Yeah. And I think you hit it right, right. On the head of the nail. They were pretty, I mean, I think a lot of people are uncomfortable with it. And I think for some, some individuals who think they are really good at it may not be good at it, but, you know, ultimately it comes down to understanding why the other party is pertaining to the transaction. If you can understand their why, and you can unlock their interest and rather being focused on their demands, look at their interests. I mean, you may be able to look at the negotiation or the transaction differently.
Yeah. And, and so what else do you see hearts in terms of some of the mistakes that are made?
I mean, I think we've kind of already talked about not devoting enough resources for the acquisition. So we're, we'll, we'll shut that one off, but I mean, not communicating effectively there's times where your staff and maybe the, the staff that is part of the acquisition, they may not pertain well to the transaction. In fact, they may think that the culture is going to change or that there's going to be immediate downsize. And to be a little bit leaner, there's a certain avenue and level of communication that you need after the acquisition to retain top talent and make sure that you can kind of hit, you know, hit the stride seamlessly as possible, but you can't communicate earlier because you might have that NDA or letter of intent and have to keep things pretty pretty tight-knit to your chest. So it's a very tricky one. In fact, maybe, maybe if you could share some of your kind of expertise on that.
Yeah. I think from my personal experience, what I've seen is very rarely has the financial aspect been the downfall of a failed acquisition. It's always been the people's side. And I think that's something that we need to keep in mind is people make businesses and people break businesses. So we have to understand that the first thing someone thinks about when there's an acquisition or there's a merger, is what does this mean for me? What does this mean for my role, the salary that I'm making, am I going to make more? Am I going to make less, am I going to get fired? Am I going to get promoted? Is someone going to take my place? Is someone going to take the place of one of my colleagues what's going to happen here? Is there going to be a downsizing? These are all things that are natural for a human being to think about.
And we have to put ourselves in their shoes and we have to say, okay, how do we address these challenges first? Because if you can address those challenges early on, get people on side, that acquisition is going to go a lot more smoothly. And you're more likely again, to capture the value to actually get the essence of that transaction out. So communication is important. Do it effectively, make sure there's no surprises, always address that question. What does it mean for me? Think about that for every person in that division or department or whatever it is, they are thinking that if you can proactively address that you're going to put them at ease and get them on your side.

[Collected data entries]
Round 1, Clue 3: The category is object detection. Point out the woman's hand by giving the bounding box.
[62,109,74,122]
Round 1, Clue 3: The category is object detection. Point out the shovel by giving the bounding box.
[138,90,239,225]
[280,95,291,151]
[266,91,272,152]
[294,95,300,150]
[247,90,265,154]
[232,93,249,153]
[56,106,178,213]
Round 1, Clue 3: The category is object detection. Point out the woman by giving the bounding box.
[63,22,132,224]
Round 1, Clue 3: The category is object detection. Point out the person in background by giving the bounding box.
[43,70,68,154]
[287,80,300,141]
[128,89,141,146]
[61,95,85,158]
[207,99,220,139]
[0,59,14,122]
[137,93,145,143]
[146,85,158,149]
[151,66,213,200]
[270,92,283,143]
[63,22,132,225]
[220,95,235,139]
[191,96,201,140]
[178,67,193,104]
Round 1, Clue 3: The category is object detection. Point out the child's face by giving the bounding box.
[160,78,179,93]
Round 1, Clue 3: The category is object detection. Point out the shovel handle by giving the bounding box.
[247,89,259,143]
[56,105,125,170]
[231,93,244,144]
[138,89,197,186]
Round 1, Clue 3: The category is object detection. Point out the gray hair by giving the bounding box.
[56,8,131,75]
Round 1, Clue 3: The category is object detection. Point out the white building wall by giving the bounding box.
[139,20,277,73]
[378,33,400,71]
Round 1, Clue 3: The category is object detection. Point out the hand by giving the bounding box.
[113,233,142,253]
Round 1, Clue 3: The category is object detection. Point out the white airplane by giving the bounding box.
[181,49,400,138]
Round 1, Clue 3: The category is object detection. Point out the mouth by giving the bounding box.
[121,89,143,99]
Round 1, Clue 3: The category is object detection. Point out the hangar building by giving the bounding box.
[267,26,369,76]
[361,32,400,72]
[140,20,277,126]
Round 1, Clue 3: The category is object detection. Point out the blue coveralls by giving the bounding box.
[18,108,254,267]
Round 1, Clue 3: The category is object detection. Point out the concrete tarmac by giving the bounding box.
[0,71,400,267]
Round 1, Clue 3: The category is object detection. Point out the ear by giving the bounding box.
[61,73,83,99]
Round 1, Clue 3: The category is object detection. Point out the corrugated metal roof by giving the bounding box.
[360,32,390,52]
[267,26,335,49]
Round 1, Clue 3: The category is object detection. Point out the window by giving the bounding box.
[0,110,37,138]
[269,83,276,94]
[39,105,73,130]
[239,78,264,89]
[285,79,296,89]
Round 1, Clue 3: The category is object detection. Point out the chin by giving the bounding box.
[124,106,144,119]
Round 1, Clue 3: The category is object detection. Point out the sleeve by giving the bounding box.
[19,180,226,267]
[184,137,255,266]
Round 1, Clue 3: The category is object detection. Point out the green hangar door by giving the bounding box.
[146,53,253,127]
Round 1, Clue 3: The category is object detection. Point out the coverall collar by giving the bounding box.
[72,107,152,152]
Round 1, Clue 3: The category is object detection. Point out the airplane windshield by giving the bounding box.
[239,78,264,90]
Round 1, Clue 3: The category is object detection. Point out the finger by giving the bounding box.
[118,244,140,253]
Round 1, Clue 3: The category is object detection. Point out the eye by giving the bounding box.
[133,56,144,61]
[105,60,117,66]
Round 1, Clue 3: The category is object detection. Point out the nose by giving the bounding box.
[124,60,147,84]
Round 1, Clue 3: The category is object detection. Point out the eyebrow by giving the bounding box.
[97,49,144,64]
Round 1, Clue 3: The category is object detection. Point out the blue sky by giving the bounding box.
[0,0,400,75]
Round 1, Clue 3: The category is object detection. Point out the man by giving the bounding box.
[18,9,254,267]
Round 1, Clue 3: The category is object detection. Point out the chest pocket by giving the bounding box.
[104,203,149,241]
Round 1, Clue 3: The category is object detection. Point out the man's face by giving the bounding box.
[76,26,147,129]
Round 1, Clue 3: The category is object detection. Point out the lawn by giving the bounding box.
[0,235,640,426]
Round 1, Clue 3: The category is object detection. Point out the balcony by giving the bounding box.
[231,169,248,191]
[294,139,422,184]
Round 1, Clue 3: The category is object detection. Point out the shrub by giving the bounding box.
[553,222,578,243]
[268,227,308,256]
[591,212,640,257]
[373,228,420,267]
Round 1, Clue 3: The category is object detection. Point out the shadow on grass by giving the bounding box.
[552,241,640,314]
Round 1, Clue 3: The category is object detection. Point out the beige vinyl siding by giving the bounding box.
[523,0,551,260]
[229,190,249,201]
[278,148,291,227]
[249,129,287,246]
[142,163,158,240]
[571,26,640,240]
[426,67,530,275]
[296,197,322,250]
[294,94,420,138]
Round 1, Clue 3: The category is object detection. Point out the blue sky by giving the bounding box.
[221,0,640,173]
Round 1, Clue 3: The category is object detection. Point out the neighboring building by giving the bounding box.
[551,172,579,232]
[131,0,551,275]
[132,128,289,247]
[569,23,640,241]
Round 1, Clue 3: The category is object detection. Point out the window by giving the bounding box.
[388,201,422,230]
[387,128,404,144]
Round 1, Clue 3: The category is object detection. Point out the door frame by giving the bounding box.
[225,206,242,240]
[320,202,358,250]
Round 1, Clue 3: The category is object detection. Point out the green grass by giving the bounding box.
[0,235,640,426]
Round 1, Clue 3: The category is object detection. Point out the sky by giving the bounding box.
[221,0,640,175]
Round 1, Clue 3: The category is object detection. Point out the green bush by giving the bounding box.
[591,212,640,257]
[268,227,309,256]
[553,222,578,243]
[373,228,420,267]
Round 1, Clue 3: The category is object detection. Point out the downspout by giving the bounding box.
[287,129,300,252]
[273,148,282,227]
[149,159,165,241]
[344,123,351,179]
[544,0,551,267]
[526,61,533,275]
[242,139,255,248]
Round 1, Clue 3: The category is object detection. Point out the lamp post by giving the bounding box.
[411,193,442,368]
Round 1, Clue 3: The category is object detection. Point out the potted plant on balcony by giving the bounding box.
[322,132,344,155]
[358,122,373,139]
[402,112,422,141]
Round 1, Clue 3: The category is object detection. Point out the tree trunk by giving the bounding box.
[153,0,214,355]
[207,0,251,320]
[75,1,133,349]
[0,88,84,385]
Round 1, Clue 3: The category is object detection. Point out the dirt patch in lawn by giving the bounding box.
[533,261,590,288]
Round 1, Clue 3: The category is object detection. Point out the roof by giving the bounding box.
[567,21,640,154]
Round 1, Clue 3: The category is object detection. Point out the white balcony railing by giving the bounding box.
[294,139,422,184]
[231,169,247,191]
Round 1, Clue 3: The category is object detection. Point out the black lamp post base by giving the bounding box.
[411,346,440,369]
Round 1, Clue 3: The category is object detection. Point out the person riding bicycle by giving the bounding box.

- STATED PROBLEM 1:
Answer these questions about the acquisition conversation:
(a) What does the first speaker suggest looking at instead of the other party's demands?
(b) What two things may force you to keep an acquisition tight to your chest instead of communicating early?
(c) In the speaker's personal experience, which side has always been the downfall of a failed acquisition?
- STATED PROBLEM 2: Lay out the records as a Markdown table with the columns Row and Entry, numbering each line and leaving out blank lines. Begin at the first line of the records and stop after the line that contains "[178,67,193,104]".

- EXPECTED ANSWER 1:
(a) Their interests.
(b) An NDA or a letter of intent.
(c) The people's side.

- EXPECTED ANSWER 2:
| Row | Entry |
|---|---|
| 1 | Round 1, Clue 3: The category is object detection. Point out the woman's hand by giving the bounding box. |
| 2 | [62,109,74,122] |
| 3 | Round 1, Clue 3: The category is object detection. Point out the shovel by giving the bounding box. |
| 4 | [138,90,239,225] |
| 5 | [280,95,291,151] |
| 6 | [266,91,272,152] |
| 7 | [294,95,300,150] |
| 8 | [247,90,265,154] |
| 9 | [232,93,249,153] |
| 10 | [56,106,178,213] |
| 11 | Round 1, Clue 3: The category is object detection. Point out the woman by giving the bounding box. |
| 12 | [63,22,132,224] |
| 13 | Round 1, Clue 3: The category is object detection. Point out the person in background by giving the bounding box. |
| 14 | [43,70,68,154] |
| 15 | [287,80,300,141] |
| 16 | [128,89,141,146] |
| 17 | [61,95,85,158] |
| 18 | [207,99,220,139] |
| 19 | [0,59,14,122] |
| 20 | [137,93,145,143] |
| 21 | [146,85,158,149] |
| 22 | [151,66,213,200] |
| 23 | [270,92,283,143] |
| 24 | [63,22,132,225] |
| 25 | [220,95,235,139] |
| 26 | [191,96,201,140] |
| 27 | [178,67,193,104] |